[[ EXCERPT TO READ, beginning ]]
Airfield information
- Identifiers: ICAO: UHKG
- Elevation: 201 metres (659 ft) AMSL
Runways
| Direction | Length and surface |
| 12/30 | 3,425 metres (11,237 ft) Concrete |

= Kamenny Ruchey =

Kamenny Ruchey (also Mongokhto, Alekseyevka, and Mongohto) (Russian: Монгохто, Каменный Ручей) is an air base in Russia located 29 km north of Sovetskaya Gavan. Located just north of Vanino, it is a major military naval airfield that has 63 hardened areas. The airfield is designated by CAICA as Kamenny Ruchey, but Russian topographic maps indicate the nearby settlement northeast of the airfield is Mongokhto, which is also synonymous with the military base. The airfield was a joint Soviet Navy base with the 143 MRAD (143rd Naval Aviation Division), flying Tupolev Tu-16, Tupolev Tu-22M, and the 310 OPLAP (310th Independent Long Range Anti-Submarine Aviation Regiment) flying Tupolev Tu-142 aircraft.

The base is home to an Independent Anti-Submarine Aviation Squadron of the 7062nd Port-Arthur Naval Aviation Air Base.
[[ EXCERPT TO READ, end ]]
[[ EXTRACTED MATERIAL, beginning ]]
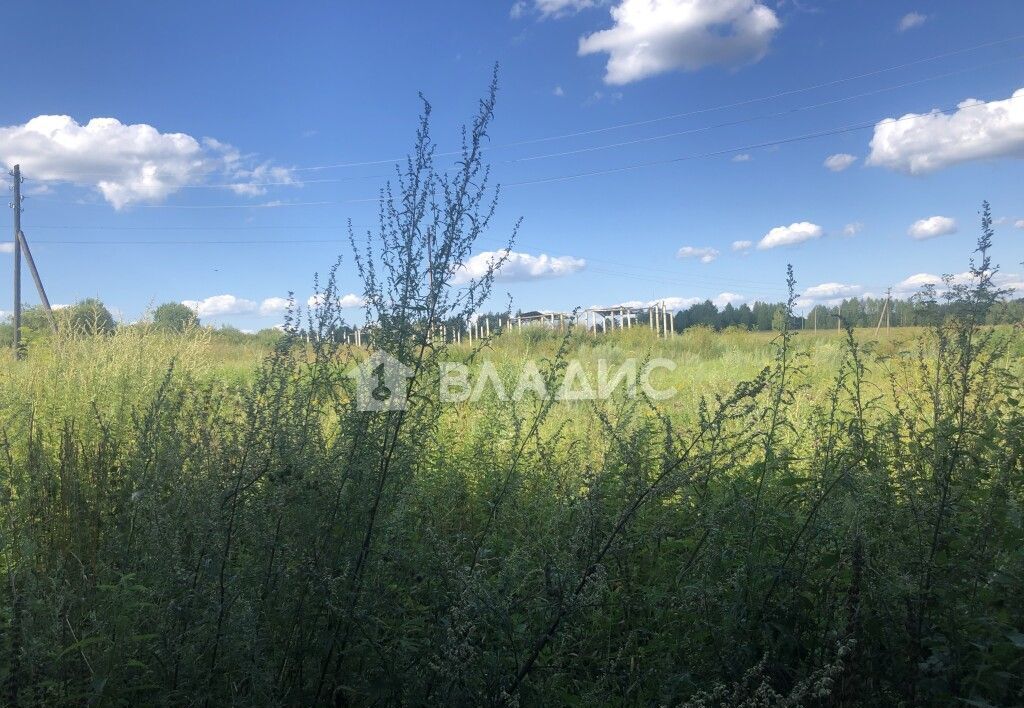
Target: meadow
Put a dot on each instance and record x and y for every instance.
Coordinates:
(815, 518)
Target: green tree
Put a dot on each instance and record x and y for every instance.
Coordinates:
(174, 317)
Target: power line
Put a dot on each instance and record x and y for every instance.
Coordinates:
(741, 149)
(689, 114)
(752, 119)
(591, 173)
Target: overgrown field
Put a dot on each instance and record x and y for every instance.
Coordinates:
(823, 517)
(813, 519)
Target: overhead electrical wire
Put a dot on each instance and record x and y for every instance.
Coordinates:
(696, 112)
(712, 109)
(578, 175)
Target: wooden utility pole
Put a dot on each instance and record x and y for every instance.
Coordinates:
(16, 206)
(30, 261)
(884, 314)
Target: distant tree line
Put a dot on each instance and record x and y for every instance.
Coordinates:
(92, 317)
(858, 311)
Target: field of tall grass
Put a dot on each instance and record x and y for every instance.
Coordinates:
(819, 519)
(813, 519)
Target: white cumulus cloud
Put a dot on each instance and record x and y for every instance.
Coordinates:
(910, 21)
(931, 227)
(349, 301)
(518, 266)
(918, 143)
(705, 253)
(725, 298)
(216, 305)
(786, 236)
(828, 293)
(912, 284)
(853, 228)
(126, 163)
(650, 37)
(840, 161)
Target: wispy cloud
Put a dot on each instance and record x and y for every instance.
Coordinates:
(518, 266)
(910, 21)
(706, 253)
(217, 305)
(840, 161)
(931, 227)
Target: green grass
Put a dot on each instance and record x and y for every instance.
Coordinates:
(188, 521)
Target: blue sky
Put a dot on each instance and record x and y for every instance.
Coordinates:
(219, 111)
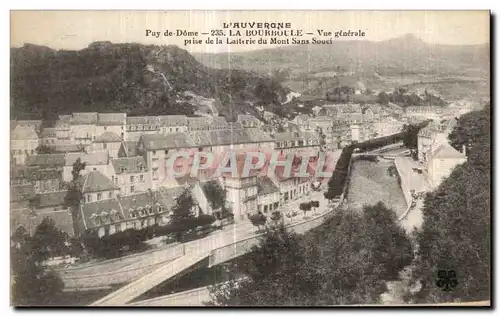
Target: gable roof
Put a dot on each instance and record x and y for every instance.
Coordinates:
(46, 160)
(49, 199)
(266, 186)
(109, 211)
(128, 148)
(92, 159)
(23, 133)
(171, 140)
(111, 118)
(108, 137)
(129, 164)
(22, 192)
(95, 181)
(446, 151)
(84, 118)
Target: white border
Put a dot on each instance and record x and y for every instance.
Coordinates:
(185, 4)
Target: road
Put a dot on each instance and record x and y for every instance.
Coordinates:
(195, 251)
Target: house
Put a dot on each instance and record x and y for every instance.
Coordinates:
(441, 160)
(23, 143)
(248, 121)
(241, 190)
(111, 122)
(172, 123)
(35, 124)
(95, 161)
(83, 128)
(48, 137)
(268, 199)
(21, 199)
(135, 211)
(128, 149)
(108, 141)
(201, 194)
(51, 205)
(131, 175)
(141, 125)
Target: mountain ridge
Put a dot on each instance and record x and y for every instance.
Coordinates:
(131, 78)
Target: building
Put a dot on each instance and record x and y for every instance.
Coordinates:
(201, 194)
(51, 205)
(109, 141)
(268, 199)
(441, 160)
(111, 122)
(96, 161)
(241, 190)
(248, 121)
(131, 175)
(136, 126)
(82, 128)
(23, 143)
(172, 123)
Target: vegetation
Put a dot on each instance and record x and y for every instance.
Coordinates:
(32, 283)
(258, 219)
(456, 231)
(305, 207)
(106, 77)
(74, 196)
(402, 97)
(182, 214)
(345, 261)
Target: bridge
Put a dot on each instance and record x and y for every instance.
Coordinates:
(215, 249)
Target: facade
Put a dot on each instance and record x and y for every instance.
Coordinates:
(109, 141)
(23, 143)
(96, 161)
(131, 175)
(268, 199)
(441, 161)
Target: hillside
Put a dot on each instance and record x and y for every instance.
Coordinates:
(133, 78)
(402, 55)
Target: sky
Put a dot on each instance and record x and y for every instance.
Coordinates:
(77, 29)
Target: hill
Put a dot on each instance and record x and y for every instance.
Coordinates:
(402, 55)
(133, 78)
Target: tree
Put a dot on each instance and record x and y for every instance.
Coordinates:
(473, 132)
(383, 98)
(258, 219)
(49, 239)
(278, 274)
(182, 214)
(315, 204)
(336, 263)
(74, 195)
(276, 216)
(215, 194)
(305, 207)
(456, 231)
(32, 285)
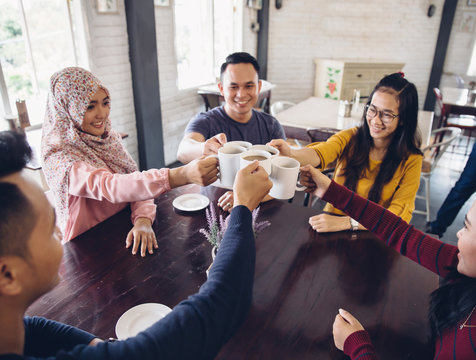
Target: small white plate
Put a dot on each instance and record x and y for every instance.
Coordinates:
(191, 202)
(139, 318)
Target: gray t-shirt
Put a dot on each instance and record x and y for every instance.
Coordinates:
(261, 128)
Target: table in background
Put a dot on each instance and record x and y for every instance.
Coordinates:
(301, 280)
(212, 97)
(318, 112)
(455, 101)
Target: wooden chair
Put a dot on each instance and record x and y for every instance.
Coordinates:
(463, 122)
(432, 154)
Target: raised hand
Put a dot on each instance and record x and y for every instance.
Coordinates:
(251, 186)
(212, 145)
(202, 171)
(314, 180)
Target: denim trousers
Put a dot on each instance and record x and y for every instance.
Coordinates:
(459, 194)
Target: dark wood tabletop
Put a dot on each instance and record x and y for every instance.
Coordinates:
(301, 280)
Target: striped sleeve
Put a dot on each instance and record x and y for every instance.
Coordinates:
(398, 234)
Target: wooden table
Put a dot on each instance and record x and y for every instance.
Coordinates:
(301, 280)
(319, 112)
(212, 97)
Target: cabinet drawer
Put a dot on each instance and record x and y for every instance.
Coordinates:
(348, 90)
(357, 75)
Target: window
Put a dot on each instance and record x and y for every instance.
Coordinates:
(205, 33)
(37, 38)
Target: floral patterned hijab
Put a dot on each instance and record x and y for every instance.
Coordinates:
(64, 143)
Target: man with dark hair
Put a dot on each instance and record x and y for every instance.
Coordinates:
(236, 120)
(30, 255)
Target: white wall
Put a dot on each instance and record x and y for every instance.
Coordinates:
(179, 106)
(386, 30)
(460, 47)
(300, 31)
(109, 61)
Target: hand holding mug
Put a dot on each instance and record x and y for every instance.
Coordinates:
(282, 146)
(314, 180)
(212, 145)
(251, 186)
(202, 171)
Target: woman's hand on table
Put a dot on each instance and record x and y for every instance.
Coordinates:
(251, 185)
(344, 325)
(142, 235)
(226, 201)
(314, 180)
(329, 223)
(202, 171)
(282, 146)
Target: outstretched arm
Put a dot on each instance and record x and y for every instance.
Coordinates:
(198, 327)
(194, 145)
[[ EXTRACTED MATERIAL, end ]]
[[ EXTRACTED MATERIAL, beginning ]]
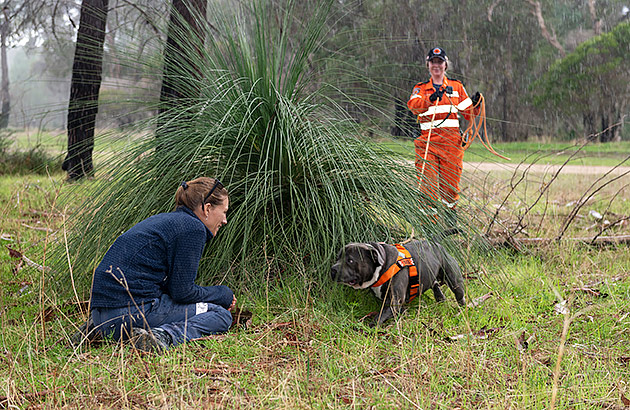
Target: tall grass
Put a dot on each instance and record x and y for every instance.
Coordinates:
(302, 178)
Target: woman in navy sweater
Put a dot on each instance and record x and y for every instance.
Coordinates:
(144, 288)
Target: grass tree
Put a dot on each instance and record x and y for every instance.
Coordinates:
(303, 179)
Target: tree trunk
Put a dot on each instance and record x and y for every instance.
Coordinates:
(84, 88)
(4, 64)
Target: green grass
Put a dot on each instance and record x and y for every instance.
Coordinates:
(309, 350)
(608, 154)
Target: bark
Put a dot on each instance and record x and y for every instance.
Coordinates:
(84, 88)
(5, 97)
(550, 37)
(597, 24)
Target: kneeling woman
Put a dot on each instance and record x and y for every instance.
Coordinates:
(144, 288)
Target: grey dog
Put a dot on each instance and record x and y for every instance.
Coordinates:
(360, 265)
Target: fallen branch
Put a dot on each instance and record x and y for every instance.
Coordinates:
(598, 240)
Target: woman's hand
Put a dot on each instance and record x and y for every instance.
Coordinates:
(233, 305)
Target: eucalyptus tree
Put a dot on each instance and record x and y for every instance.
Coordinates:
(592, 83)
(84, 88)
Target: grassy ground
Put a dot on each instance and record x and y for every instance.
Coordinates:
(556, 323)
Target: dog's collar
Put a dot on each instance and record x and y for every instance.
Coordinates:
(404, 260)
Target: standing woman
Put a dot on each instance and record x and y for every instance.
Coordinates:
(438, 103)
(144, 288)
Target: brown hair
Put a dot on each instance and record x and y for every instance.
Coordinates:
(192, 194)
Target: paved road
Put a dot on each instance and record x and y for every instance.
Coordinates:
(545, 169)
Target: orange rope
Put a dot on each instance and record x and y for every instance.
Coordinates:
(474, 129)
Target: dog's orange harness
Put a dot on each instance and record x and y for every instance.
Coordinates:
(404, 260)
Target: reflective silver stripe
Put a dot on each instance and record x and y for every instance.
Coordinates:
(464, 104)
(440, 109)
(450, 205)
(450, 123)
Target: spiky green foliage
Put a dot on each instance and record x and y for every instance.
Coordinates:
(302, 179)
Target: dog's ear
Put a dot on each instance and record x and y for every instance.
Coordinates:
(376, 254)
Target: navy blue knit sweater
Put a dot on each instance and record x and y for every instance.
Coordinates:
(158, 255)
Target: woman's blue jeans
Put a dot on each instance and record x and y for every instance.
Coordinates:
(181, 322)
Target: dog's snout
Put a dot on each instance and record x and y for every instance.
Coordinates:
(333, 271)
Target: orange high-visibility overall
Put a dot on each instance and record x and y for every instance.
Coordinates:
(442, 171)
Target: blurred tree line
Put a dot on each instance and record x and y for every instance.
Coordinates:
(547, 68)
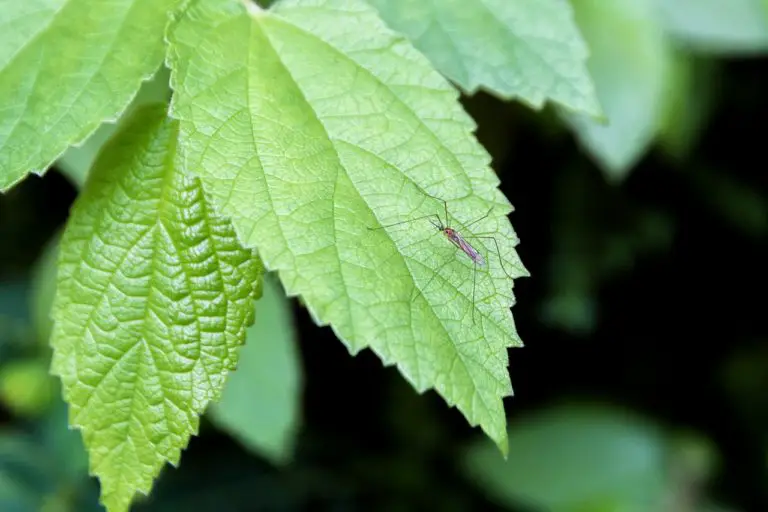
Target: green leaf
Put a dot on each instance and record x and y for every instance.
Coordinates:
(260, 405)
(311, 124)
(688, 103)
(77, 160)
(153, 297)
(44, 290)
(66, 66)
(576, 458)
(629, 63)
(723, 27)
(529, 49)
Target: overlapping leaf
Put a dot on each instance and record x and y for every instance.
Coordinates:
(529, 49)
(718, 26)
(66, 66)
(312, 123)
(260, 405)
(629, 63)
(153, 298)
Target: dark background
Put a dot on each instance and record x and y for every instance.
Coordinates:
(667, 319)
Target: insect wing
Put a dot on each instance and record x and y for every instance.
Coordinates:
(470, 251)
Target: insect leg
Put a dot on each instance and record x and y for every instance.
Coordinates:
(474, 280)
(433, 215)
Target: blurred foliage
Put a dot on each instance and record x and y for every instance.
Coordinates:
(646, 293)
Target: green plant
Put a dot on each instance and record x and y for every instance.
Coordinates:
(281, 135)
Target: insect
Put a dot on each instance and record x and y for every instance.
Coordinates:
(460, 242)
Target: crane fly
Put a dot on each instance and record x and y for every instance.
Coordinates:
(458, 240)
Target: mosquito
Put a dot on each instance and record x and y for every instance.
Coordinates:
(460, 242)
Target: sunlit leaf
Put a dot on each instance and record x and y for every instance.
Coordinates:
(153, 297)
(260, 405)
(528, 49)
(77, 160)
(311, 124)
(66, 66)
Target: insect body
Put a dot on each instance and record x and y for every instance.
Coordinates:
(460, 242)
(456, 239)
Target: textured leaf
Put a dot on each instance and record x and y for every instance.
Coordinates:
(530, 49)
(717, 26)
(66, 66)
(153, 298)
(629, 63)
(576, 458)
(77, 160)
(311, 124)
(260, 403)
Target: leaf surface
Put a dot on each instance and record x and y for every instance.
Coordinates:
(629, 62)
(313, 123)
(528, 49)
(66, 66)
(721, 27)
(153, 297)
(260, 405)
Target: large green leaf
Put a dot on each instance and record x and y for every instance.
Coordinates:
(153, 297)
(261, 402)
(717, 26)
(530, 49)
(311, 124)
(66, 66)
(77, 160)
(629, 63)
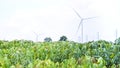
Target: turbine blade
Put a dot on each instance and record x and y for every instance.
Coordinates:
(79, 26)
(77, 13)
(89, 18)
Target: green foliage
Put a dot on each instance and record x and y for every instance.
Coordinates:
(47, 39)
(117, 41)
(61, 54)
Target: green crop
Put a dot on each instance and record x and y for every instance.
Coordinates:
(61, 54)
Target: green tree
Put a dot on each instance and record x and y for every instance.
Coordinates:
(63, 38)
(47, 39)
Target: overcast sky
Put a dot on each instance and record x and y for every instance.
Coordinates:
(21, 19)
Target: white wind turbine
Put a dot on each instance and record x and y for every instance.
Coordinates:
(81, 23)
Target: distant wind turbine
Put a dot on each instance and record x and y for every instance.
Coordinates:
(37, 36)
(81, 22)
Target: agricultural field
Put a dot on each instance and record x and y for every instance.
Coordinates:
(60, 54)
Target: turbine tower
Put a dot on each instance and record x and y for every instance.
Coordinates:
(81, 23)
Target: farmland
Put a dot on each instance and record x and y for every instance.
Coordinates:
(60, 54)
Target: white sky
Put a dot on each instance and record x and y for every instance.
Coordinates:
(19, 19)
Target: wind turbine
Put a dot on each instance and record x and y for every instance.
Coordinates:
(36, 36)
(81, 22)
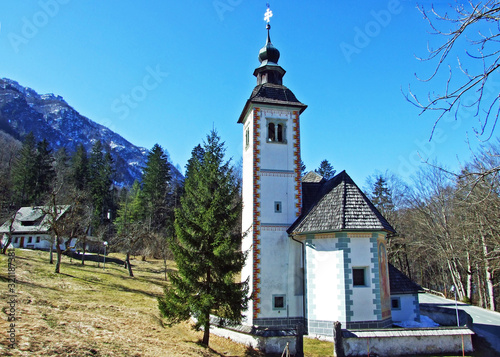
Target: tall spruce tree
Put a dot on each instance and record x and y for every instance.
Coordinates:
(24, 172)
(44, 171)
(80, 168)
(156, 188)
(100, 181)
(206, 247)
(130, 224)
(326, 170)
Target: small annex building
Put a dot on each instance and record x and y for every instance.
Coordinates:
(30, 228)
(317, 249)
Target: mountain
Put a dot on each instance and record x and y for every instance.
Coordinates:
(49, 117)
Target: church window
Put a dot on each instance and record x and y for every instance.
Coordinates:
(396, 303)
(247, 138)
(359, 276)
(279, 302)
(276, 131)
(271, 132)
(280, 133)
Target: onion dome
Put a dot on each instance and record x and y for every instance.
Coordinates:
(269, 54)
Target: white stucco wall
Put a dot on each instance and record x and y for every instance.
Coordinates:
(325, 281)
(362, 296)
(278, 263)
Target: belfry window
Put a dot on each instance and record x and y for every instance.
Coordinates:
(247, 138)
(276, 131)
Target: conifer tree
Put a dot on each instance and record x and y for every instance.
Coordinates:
[[ EXTRACTED MATERIAL, end ]]
[[ EXTRACTED MATERIAL, beginning ]]
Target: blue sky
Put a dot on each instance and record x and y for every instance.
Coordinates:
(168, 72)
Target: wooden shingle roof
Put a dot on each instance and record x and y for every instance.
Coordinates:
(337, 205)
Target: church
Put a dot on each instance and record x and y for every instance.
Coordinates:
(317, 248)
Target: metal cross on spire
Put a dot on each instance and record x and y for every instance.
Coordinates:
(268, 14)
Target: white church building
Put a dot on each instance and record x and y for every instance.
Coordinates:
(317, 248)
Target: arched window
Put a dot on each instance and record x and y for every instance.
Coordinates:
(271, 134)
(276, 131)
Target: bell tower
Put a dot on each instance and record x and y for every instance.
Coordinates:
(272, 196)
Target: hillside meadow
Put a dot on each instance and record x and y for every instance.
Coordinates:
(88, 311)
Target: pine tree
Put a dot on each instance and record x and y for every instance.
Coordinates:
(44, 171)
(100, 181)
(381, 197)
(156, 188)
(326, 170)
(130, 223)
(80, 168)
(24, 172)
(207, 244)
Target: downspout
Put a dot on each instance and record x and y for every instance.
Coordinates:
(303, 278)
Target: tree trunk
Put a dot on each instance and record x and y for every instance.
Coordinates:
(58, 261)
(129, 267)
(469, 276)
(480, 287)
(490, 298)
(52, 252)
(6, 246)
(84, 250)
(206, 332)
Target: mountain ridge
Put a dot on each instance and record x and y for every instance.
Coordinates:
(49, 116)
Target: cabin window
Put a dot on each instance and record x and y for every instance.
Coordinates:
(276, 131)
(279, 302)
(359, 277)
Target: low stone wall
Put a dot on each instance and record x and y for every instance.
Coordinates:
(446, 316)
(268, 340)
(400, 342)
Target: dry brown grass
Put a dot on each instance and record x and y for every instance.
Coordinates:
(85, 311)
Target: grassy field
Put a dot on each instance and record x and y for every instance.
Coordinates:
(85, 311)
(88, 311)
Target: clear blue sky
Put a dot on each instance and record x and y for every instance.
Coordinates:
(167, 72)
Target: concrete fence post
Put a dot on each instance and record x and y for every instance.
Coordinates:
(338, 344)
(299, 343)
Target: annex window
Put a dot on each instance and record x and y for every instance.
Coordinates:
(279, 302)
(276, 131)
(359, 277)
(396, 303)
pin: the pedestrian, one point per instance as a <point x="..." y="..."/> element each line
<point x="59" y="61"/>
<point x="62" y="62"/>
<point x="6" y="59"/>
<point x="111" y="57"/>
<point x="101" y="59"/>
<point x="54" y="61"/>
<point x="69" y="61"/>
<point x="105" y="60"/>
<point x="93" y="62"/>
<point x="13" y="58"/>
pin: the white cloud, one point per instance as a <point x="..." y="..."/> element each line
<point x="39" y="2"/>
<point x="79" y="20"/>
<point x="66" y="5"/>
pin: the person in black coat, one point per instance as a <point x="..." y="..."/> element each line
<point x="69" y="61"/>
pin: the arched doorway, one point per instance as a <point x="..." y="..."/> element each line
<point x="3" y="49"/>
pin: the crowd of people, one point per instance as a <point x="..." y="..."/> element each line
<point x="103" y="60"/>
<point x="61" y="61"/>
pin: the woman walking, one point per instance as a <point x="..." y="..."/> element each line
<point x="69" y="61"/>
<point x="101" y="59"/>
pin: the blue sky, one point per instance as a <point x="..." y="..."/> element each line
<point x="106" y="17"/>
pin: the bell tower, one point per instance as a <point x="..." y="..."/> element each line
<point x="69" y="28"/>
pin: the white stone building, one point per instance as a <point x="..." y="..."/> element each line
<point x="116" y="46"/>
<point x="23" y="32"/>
[[ EXTRACTED MATERIAL, end ]]
PROBLEM 1
In the Kamenny Ruchey text, retype everything from "Kamenny Ruchey (also" down to "Tupolev Tu-142 aircraft.".
PROBLEM 2
Translate into Spanish the following sentence from the Kamenny Ruchey text: "The base is home to an Independent Anti-Submarine Aviation Squadron of the 7062nd Port-Arthur Naval Aviation Air Base."

RESULT 1
Kamenny Ruchey (also Mongokhto, Alekseyevka, and Mongohto) (Russian: Монгохто, Каменный Ручей) is an air base in Russia located 29 km north of Sovetskaya Gavan. Located just north of Vanino, it is a major military naval airfield that has 63 hardened areas. The airfield is designated by CAICA as Kamenny Ruchey, but Russian topographic maps indicate the nearby settlement northeast of the airfield is Mongokhto, which is also synonymous with the military base. The airfield was a joint Soviet Navy base with the 143 MRAD (143rd Naval Aviation Division), flying Tupolev Tu-16, Tupolev Tu-22M, and the 310 OPLAP (310th Independent Long Range Anti-Submarine Aviation Regiment) flying Tupolev Tu-142 aircraft.

RESULT 2
La base alberga un Escuadrón Independiente de Aviación Antisubmarina de la 7062.ª Base Aérea de Aviación Naval de Port-Arthur.